THE RECORDS:
-- Start --

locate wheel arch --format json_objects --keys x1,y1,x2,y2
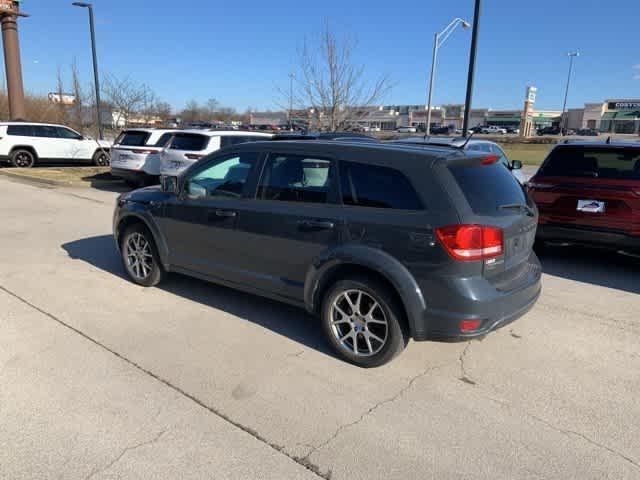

-- End --
-- Start --

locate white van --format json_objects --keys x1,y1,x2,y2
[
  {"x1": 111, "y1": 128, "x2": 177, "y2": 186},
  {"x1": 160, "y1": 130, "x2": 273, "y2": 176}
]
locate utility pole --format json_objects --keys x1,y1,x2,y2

-- End --

TO BE DONE: Please rewrite the rows from the line with "locate white van" up to and including the line with "locate utility pole", changing "locate" to "detect" and leaving everything else as it is.

WRITTEN ANSWER:
detect white van --format json_objects --keys x1,y1,x2,y2
[
  {"x1": 111, "y1": 128, "x2": 177, "y2": 186},
  {"x1": 160, "y1": 130, "x2": 273, "y2": 176}
]
detect utility pole --format json_objects --keys x1,y1,x2,y2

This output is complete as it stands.